Begin
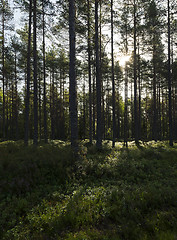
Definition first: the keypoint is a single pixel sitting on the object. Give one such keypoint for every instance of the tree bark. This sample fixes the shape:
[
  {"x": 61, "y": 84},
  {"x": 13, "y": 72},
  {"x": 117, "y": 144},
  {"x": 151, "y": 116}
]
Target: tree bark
[{"x": 72, "y": 78}]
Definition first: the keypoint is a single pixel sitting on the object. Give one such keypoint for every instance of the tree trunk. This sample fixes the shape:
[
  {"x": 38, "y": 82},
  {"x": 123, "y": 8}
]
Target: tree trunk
[
  {"x": 28, "y": 78},
  {"x": 72, "y": 79},
  {"x": 169, "y": 81},
  {"x": 113, "y": 83},
  {"x": 35, "y": 134},
  {"x": 98, "y": 81}
]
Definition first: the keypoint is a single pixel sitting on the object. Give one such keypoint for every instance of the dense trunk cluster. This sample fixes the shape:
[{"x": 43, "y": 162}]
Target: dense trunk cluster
[{"x": 89, "y": 69}]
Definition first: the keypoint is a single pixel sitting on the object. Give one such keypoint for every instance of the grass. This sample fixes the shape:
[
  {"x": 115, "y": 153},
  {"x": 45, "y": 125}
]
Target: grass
[{"x": 116, "y": 194}]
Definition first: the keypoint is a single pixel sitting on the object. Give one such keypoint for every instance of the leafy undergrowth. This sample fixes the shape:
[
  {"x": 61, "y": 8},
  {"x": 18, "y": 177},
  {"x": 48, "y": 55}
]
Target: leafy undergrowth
[{"x": 116, "y": 194}]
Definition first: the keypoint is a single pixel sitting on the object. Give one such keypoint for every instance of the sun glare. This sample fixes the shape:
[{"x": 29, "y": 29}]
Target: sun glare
[{"x": 123, "y": 60}]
End
(Problem description)
Copy out every line of the data above verbatim, omitting the picture.

(Answer to the task)
Definition first: the keypoint is a single pixel sitting on the object. Give one such keypoint for every instance of the tree bark. This sample fixes the shape:
[
  {"x": 61, "y": 84},
  {"x": 13, "y": 72},
  {"x": 117, "y": 144},
  {"x": 151, "y": 116}
]
Target: tree bark
[{"x": 72, "y": 78}]
Definition first: the keypoint is a single pixel sitting on the object. Give one such keypoint for every instance of the tree trunk. This sample fixes the shape:
[
  {"x": 38, "y": 82},
  {"x": 123, "y": 8}
]
Target: tree trunk
[
  {"x": 28, "y": 78},
  {"x": 72, "y": 79},
  {"x": 169, "y": 81},
  {"x": 113, "y": 83},
  {"x": 35, "y": 134},
  {"x": 98, "y": 81}
]
Definition first: the keypoint is a single pixel sitting on the object. Give one such keypoint for every instance of the dense trunk cluster. This sample fixes the shape:
[{"x": 43, "y": 162}]
Target: dense trunk cluster
[{"x": 89, "y": 69}]
Definition first: the keypoint is a single pixel sitting on the object. Give one such keypoint for every instance of the grass. This sample fixes the shape:
[
  {"x": 115, "y": 153},
  {"x": 45, "y": 125}
]
Target: grass
[{"x": 116, "y": 194}]
Definition first: the keypoint is a single pixel sitting on the object. Give one such keypoint for every instance of the leafy undergrowth. This sample fixes the shape:
[
  {"x": 61, "y": 8},
  {"x": 18, "y": 177},
  {"x": 48, "y": 55}
]
Target: leafy undergrowth
[{"x": 116, "y": 194}]
Definition first: the keypoint is a single pixel sitting on the object. Give one such keypoint for every instance of the sun glare. This sample fixes the shape:
[{"x": 29, "y": 29}]
Target: sun glare
[{"x": 123, "y": 60}]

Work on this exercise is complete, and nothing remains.